Consegna:
Prosegui l'articolo sul report di Robert Hur riguardo ai documenti riservati di Biden, ripartendo subito dopo la sua ultima frase.

La (poca) memoria di Biden e i suoi successi
Il report di Robert Hur sui documenti riservati trovati a casa del presidente americano sancisce che non serve un processo ma dà un colpo politico forte alla leadership e alla campagna elettorale di Biden. La vecchiaia, la confusione e una Casa Bianca che funziona
Nell’estate del 2022 l’FBI entrò a Mar-a-Lago, la reggia tropicale di Donald J Trump, trovando scatoloni di documenti top secret. Dopo il suo mandato si era portato in Florida decine di migliaia di carte, sistemandole anche nei bagni per gli ospiti, invece che consegnarle agli Archivi Nazionali come da regolamento. Trump e i suoi alleati si erano subito scagliati contro FBI e dipartimento della giustizia, cercando scuse e chiamando in causa la solita “caccia alle streghe”, e in altre occasioni dicendo che l’ex presidente aveva tutto il diritto di tenersi le carte. Trump ora sta provando a posticipare il processo, uno dei tanti in cui è coinvolto.
Cinque mesi dopo il raid in Florida, anche a casa di Joe Biden in Delaware erano stati trovati documenti appartenenti al periodo in cui era vice di Barack Obama. Anche questi da consegnare agli archivi dopo il mandato, cosa che Biden non aveva fatto. Subito i fedeli trumpiani e i volti di Fox News avevano detto: “avete visto, anche Biden non è un santerellino. Chi siete voi per giudicare Trump?”. Avevano provato a equiparare i due casi, a renderli identici, e sminuendo così un eventuale crimine di Trump. A seguire l’investigazione sui documenti di Biden era stato scelto, per evitare accuse di faziosità, il repubblicano Robert K. Hur, già nominato da Trump come procuratore generale del Maryland. Hur, cinquantenne, di origini asiatiche giovedì ha concluso la sua investigazione, presentando un report di 345 pagine. Il verdetto: Biden non va processato.
Nel report viene esplicitata una grande differenza tra i due casi. A differenza di Trump, Biden ha subito cooperato con l’investigazione, anzi, sono stati i suoi avvocati ad avvertire che era in possesso del materiale. Secondo il report Biden non pensava di infrangere la legge, avendo tenuto soprattutto trascrizioni di materiale riservato nei suoi quaderni. Hur scrive anche che a differenza di Biden, quando Trump si è trovato in una situazione simile si è rifiutato di consegnare subito i documenti e che avrebbe “ostruito la giustizia reclutando altre persone per distruggere le prove e poi mentendo al riguardo”.

Materiale fornito:
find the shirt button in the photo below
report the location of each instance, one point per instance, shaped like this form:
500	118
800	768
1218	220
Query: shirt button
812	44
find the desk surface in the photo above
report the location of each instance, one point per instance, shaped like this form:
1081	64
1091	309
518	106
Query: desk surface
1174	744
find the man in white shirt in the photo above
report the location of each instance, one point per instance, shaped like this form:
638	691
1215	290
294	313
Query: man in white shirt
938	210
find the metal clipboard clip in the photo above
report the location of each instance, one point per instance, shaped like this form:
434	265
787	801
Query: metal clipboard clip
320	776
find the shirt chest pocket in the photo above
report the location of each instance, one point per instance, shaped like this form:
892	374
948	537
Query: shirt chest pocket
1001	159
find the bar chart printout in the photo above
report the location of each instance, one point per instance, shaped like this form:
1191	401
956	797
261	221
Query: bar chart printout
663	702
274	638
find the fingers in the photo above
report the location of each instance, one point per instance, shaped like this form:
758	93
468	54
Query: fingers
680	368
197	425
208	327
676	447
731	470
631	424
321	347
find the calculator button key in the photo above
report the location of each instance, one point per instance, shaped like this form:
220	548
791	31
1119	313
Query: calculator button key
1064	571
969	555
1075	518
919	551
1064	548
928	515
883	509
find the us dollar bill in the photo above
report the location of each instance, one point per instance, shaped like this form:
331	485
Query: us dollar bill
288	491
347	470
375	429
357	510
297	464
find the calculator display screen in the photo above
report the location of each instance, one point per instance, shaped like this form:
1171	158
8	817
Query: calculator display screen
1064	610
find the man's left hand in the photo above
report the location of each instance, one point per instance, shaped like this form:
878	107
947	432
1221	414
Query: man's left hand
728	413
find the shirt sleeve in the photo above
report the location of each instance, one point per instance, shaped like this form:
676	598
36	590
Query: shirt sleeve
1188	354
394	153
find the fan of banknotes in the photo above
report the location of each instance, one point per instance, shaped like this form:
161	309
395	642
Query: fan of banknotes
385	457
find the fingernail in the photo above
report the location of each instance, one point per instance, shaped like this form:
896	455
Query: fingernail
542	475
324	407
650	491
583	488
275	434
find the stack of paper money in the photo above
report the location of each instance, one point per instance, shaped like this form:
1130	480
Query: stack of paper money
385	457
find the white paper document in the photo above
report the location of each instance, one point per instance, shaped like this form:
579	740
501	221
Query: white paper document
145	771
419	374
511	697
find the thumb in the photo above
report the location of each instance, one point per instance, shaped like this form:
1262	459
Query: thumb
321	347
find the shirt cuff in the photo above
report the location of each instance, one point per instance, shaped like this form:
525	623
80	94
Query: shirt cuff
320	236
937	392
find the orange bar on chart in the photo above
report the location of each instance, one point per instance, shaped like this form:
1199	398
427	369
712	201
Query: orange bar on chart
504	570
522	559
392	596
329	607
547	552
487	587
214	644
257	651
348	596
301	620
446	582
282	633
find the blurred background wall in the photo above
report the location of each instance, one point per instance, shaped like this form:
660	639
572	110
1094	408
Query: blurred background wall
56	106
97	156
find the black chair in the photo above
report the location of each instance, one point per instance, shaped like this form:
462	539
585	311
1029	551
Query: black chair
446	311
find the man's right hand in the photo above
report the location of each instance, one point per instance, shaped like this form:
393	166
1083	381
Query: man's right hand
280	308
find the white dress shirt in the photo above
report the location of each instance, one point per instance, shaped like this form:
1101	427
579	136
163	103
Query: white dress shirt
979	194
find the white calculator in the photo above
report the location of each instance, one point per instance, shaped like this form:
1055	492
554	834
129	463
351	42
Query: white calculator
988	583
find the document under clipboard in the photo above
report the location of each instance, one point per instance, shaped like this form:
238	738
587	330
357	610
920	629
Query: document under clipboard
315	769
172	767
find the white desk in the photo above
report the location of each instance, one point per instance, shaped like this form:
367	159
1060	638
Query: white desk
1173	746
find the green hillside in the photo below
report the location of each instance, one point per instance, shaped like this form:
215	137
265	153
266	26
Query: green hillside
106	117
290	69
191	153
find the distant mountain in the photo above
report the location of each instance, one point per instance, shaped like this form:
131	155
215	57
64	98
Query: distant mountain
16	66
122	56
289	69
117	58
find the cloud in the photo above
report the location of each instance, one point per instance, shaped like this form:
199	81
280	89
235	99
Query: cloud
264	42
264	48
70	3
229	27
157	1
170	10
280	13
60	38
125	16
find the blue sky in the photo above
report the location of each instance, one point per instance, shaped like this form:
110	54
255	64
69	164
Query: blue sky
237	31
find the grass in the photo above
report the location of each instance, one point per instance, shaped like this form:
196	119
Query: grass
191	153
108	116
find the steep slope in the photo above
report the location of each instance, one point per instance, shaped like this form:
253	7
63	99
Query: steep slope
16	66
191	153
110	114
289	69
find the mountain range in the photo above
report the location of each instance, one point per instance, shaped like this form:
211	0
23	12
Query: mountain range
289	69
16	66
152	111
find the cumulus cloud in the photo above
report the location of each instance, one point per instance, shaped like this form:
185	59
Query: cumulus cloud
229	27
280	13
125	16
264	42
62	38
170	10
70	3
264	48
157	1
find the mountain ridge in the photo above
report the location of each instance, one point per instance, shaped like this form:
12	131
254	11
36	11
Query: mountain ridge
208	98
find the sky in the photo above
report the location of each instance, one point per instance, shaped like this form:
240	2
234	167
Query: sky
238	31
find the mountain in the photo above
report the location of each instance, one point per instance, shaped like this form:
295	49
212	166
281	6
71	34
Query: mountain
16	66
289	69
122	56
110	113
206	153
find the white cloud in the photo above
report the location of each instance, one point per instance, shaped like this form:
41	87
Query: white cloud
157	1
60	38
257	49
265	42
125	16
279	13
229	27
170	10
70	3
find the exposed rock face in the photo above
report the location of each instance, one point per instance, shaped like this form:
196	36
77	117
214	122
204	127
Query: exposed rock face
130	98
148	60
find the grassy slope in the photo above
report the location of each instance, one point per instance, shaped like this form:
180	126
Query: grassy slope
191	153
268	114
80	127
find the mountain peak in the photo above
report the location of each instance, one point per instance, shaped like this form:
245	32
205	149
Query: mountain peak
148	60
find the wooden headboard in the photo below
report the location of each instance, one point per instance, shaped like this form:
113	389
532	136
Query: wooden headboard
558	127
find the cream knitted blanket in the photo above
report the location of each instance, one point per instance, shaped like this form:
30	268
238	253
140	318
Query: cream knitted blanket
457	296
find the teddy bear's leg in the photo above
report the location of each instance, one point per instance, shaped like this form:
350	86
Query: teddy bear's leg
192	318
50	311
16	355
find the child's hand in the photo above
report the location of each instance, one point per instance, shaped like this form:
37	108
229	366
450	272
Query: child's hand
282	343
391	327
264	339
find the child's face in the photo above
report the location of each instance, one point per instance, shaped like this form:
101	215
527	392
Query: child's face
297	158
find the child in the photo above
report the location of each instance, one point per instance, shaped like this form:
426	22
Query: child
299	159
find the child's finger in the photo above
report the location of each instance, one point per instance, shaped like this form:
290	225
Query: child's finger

Risposta:
La conclusione di questo caso, e la decisione di Hur, sarebbe dovuto essere un successo per Biden, impegnato in una lunga campagna per le presidenziali del 2024. E invece si è rivelato un brutto colpo che ha ritirato fuori la grande arma elettorale anti-bideniana: la sua età. Questo ha fatto più notizia della decisione legale. Infatti Hur ha citato la scarsa memoria del presidente, dati i suoi 81 anni, e il fatto che davanti a una giuria sarebbe stato scagionato, anche per la sua età. “Mr Biden”, scrive Hur, “probabilmente si presenterebbe davanti ai giurati, come ha fatto con me negli interrogatori, come un simpatico anziano benintenzionato, e con una pessima memoria”. Biden, non proprio contento di questi commenti, ha risposto: “Sono ben intenzionato. E sono anziano. E so benissimo cosa diavolo sto facendo. Ho rimesso in piedi questo paese. Non mi servono i suoi consigli”. Biden si è anche arrabbiato che nel report venga citata un suo buco di memoria sulla data di morte del suo prediletto figlio Beau. “Come diavolo osate?”, ha detto poi, mostrando un rosario che apparteneva al figlio. Alcuni suoi uomini hanno riferito che “in quei giorni era impegnato a gestire l’attacco di Hamas”, come dire: scusate si stava occupando delle cose importanti.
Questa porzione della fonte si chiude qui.